* **What this task involves**
Reproduce the material verbatim, starting with the line that contains "the fish tail" and continuing through the line that contains "[[118, 129, 250, 470]]", with both of those lines included.

* **Records shown**
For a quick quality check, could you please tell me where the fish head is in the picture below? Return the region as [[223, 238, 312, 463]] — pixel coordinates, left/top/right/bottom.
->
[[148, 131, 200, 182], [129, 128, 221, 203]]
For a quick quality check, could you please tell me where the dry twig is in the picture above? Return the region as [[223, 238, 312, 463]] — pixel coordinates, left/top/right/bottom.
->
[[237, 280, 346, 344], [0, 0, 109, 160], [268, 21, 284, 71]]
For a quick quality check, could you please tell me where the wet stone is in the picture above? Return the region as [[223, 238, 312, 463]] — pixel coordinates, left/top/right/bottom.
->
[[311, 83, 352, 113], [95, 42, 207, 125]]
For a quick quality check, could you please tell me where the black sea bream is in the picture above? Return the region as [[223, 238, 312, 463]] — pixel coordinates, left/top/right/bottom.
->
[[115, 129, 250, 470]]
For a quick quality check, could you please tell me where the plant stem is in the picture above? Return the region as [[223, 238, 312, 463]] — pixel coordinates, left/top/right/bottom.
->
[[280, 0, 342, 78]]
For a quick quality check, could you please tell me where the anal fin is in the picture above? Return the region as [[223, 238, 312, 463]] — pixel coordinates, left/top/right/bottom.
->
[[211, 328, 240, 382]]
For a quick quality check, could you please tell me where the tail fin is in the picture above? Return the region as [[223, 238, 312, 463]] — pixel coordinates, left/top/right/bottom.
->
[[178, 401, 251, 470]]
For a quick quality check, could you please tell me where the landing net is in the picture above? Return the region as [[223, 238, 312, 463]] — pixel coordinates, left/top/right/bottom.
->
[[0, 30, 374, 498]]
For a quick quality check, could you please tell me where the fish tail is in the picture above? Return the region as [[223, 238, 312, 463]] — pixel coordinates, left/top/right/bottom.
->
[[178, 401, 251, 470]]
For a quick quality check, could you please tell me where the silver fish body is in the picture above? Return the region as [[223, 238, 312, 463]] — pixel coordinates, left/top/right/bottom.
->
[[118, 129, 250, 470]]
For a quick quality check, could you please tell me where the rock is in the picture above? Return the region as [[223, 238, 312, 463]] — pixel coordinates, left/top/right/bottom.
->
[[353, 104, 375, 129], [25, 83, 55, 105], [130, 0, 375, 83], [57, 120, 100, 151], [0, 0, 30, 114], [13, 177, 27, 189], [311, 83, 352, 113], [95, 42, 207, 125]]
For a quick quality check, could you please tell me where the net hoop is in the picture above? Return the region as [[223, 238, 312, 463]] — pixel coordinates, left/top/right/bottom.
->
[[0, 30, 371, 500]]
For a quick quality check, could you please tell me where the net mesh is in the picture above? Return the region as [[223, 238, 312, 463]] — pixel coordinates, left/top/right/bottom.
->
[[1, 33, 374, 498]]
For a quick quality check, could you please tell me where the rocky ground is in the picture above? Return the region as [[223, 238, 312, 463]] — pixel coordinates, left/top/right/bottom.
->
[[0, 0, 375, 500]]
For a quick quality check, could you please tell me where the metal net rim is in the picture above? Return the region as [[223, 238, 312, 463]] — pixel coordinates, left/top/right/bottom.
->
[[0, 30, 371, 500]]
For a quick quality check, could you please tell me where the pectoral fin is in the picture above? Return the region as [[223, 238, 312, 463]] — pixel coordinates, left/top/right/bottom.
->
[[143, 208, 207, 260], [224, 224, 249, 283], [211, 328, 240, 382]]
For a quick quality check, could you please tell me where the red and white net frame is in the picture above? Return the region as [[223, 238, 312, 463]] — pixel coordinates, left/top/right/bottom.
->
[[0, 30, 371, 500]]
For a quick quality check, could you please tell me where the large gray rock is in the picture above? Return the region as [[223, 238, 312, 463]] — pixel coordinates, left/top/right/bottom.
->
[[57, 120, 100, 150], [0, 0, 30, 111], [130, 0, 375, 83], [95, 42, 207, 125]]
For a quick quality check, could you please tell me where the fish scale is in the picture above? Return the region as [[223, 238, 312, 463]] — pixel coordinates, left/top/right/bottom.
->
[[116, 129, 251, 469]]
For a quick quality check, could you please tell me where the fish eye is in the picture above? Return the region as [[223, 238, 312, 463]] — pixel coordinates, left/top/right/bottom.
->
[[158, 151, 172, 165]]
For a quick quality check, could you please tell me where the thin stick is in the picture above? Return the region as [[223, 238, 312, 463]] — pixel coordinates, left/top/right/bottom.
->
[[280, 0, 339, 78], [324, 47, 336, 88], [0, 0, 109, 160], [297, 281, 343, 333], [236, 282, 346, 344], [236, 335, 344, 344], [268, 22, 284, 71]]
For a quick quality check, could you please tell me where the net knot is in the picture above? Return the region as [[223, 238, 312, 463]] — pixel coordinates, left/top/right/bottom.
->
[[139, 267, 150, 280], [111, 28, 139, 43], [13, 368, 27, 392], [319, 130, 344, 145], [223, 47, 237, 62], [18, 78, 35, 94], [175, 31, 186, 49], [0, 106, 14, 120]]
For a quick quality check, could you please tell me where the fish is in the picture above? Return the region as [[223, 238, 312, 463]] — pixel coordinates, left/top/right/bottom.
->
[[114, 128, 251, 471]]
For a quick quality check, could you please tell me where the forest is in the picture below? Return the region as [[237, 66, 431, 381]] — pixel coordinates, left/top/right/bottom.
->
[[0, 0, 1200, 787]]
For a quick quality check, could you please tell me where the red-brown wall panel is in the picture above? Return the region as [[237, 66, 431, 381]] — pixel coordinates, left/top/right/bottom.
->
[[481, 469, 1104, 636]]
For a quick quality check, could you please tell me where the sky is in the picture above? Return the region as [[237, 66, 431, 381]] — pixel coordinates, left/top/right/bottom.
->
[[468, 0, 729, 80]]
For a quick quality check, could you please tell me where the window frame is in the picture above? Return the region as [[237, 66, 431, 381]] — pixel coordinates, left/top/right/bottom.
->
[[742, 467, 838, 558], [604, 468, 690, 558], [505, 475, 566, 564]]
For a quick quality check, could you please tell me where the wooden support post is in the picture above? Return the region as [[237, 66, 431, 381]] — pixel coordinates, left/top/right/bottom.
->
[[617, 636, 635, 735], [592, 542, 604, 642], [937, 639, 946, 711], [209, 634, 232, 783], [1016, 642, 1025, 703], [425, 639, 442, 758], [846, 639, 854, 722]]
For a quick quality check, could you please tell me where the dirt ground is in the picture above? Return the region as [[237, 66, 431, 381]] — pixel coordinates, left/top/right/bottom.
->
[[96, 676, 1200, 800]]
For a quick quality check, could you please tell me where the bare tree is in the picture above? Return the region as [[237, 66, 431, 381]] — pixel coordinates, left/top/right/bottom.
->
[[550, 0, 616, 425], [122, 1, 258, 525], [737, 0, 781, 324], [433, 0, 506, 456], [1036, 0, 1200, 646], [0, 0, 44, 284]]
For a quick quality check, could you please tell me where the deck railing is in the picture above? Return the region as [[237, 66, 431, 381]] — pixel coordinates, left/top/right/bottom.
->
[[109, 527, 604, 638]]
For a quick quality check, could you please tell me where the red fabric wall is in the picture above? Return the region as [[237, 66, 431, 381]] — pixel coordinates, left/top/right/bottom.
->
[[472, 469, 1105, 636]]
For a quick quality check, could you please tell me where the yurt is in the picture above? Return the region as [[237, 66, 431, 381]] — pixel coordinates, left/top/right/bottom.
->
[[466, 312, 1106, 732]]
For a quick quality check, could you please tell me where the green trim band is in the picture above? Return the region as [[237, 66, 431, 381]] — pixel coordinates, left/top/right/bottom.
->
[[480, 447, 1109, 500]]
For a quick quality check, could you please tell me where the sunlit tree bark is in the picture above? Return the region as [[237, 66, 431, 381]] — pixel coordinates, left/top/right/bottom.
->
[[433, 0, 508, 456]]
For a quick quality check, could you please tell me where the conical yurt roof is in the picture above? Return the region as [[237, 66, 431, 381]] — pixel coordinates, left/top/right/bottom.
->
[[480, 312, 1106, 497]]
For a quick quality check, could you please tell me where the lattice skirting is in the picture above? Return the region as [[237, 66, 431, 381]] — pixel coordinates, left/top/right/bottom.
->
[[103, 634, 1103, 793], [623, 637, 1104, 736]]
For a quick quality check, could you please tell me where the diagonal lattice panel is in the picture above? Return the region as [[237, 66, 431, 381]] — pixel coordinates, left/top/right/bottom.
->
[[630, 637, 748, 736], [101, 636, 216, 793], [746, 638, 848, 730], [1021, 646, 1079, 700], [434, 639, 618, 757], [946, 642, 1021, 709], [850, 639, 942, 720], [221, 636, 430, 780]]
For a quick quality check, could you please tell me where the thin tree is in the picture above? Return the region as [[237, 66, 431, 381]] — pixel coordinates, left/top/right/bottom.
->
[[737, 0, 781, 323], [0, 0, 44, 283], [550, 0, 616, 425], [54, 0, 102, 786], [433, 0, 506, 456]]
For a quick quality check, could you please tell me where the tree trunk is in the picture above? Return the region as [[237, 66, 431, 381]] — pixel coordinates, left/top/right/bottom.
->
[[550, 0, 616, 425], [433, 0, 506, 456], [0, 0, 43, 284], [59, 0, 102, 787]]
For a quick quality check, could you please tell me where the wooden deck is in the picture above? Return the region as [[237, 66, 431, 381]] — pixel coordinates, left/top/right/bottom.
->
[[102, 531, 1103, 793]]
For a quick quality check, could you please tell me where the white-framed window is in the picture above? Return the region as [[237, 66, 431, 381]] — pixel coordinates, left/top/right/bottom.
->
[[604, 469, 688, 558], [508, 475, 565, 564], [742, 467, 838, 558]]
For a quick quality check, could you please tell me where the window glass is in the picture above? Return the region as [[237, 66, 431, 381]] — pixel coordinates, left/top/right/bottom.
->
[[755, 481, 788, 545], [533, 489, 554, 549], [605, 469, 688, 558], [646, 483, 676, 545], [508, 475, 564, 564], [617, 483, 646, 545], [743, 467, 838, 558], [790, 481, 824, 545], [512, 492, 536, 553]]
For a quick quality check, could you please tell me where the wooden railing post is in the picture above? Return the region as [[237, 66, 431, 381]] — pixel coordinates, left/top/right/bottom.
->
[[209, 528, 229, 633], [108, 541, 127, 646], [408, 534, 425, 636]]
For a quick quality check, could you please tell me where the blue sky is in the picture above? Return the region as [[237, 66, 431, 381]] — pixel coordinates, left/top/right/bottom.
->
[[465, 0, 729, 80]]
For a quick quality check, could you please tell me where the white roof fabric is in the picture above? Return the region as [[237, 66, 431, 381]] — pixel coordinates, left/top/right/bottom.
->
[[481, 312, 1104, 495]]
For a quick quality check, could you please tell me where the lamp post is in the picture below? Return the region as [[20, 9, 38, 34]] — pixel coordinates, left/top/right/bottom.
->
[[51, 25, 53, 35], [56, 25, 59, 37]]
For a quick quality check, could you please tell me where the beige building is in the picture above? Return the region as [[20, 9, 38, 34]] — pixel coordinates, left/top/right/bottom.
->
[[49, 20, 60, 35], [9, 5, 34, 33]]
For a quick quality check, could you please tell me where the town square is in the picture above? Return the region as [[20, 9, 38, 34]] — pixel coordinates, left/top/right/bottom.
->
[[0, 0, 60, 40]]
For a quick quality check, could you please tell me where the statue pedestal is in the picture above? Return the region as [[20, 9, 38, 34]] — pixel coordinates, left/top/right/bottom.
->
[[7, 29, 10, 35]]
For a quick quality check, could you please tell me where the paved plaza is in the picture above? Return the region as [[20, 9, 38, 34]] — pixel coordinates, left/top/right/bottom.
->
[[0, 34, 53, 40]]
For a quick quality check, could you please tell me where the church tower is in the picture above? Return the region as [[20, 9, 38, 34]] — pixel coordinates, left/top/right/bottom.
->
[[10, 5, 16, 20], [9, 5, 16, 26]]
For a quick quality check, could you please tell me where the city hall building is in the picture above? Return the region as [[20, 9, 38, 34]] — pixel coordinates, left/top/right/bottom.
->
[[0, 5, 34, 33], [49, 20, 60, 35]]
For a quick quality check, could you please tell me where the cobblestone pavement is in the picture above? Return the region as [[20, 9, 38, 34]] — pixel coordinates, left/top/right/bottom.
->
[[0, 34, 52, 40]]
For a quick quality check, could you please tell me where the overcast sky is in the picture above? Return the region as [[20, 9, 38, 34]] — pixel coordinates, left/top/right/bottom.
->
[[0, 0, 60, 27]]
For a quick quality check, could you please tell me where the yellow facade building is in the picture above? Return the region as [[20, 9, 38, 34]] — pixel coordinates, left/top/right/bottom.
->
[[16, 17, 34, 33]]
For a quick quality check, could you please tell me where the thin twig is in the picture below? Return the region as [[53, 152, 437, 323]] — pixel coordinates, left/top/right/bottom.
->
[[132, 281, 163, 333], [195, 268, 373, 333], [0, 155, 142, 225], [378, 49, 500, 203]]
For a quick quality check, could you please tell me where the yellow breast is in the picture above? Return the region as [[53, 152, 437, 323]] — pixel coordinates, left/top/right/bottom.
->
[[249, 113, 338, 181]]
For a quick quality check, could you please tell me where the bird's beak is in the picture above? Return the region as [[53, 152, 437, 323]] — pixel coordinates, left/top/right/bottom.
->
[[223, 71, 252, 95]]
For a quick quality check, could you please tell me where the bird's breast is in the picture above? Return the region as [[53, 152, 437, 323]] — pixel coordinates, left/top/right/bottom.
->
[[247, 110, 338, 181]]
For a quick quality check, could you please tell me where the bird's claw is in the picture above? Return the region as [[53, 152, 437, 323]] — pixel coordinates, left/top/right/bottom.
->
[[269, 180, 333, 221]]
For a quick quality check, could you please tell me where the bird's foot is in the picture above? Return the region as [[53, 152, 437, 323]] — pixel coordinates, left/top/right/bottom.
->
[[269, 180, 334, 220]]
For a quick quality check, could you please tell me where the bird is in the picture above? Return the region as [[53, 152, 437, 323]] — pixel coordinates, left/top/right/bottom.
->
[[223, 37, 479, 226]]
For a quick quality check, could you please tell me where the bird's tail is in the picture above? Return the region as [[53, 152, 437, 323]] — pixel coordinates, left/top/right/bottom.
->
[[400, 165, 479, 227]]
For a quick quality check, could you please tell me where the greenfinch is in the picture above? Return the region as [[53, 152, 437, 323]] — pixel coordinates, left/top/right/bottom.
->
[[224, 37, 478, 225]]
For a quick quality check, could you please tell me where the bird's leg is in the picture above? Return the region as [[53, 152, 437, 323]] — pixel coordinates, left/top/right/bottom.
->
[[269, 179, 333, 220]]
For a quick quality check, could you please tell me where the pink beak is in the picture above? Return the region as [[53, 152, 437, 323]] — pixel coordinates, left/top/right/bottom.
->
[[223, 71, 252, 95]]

* **Exercise response**
For a quick quality check, could you please tell me where the fish tail is in the picture above? Return the region as [[223, 238, 312, 463]] — pixel coordinates, left/top/right/bottom.
->
[[178, 401, 251, 470]]
For a quick quality check, could you please tell me where the silver fish body is in the picture above? Return the region as [[223, 238, 312, 463]] — pixel coordinates, left/top/right/bottom.
->
[[118, 129, 250, 470]]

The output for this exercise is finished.